SELECTED TEXT:
□ □ □ □ □ □ □

Schille would, like Nicholls, Robbins, and many other women artists, find a stable income from teaching, but some would find opportunities in commercial art and illustration. Frances (“Fanny”) Bond Palmer blazed a trail for women in the 1850s and 1860s, working for the print publisher Currier & Ives. She became famous creating watercolor designs for lithographs; women also found employment coloring these same prints with watercolor washes, using such designs as templates. Bridges would follow in this path in 1876, after her watercolors drew a commission for a calendar from the Boston chromolithographer Louis Prang. His new color presses were good at reproducing the translucency of watercolor, and his company would employ many women, including Murray and Robbins, as his business expanded. Bridges became one of his house designers, and ultimately, a household name, producing dozens of charming watercolors for prints and greeting cards.
Other women took advantage of the boom in illustrated newspapers, magazines, and books that accompanied the improvement of color printing. Watercolor was taught at the new design schools, where women artists were trained for professions in illustration, design, and teaching. The watercolorist and art critic Susan N. Carter would guide many students as principal of the Woman’s Art School at Cooper Union in New York; and the Philadelphia School of Design for Women (now Moore College of Art & Design) would likewise address the “problem” of vocational training for girls seeking reliable, respectable work. Also in Philadelphia, the illustrator Howard Pyle would mentor the “Red Rose Girls”—Elizabeth Shippen Green, Violet Oakley, and Jessie Willcox Smith (Fig. 12)—at the Drexel Institute. All three began as watercolor painters, using the medium for illustration projects, and all would win a national reputation. Oakley would also use watercolor for stained glass and mural design, following the practice of John La Farge and the other leaders of the American Renaissance. Her designs for the vast decoration campaign at the Pennsylvania capitol at Harrisburg would make her the most famous woman muralist of her day (Fig. 9).

□ □ □ □ □ □ □

(Records from a point labeling set)
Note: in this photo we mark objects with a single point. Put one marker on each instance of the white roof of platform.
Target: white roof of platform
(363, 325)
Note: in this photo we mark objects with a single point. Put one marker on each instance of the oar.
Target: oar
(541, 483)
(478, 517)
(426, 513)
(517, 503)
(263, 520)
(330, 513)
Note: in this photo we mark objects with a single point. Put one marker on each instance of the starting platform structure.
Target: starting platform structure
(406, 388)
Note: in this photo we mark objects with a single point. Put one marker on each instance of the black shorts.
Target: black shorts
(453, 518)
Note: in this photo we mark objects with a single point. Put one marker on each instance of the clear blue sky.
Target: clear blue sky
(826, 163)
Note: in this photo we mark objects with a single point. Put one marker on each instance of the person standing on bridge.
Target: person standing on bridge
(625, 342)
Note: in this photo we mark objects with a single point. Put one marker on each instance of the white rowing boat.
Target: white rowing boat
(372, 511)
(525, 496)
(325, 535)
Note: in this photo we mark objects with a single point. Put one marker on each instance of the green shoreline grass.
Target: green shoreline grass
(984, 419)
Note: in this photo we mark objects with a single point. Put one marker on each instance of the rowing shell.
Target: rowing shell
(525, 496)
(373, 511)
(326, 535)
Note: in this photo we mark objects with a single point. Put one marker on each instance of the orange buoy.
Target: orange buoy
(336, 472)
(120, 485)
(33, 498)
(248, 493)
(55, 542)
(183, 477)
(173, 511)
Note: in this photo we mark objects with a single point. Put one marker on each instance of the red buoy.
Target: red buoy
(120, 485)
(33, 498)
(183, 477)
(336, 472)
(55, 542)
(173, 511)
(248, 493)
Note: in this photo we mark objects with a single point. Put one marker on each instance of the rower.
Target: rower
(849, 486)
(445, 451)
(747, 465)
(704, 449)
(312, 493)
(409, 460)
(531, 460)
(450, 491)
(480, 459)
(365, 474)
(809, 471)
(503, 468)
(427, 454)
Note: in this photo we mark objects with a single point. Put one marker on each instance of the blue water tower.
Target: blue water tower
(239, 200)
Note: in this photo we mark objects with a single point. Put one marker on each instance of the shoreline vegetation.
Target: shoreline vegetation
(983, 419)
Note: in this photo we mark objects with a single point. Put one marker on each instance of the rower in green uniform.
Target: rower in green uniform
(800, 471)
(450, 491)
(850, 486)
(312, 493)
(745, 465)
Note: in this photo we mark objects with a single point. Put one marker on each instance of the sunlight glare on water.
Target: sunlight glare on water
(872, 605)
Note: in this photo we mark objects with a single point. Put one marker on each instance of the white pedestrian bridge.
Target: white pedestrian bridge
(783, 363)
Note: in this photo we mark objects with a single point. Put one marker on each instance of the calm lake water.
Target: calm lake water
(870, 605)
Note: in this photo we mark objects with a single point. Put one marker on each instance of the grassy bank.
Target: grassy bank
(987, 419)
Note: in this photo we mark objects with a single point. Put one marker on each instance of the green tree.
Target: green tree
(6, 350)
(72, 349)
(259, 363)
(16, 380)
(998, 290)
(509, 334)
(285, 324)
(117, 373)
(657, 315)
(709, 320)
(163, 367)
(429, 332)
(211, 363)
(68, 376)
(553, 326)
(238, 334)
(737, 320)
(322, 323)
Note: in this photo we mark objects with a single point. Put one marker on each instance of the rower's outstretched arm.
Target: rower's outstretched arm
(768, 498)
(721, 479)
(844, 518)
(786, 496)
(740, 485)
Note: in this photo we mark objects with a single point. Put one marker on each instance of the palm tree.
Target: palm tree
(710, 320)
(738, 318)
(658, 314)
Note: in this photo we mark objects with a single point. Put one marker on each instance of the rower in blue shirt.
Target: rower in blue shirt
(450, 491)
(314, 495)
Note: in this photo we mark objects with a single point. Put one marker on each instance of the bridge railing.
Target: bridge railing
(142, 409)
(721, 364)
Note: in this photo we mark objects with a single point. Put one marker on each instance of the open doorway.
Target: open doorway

□ □ □ □ □ □ □

TASK REQUIREMENTS:
A. According to the passage on women watercolor artists, which print publisher did Frances Bond Palmer work for?
B. Turn the listing lines into a numbered list, beginning at the line that contains "in blue shirt." and continuing through the final line of the listing.

SOLUTIONS TO THE PROBLEMS:
A. Currier & Ives

B.
1. Note: in this photo we mark objects with a single point. Put one marker on each instance of the rower in blue shirt.
2. Target: rower in blue shirt
3. (450, 491)
4. (314, 495)
5. Note: in this photo we mark objects with a single point. Put one marker on each instance of the bridge railing.
6. Target: bridge railing
7. (142, 409)
8. (721, 364)
9. Note: in this photo we mark objects with a single point. Put one marker on each instance of the open doorway.
10. Target: open doorway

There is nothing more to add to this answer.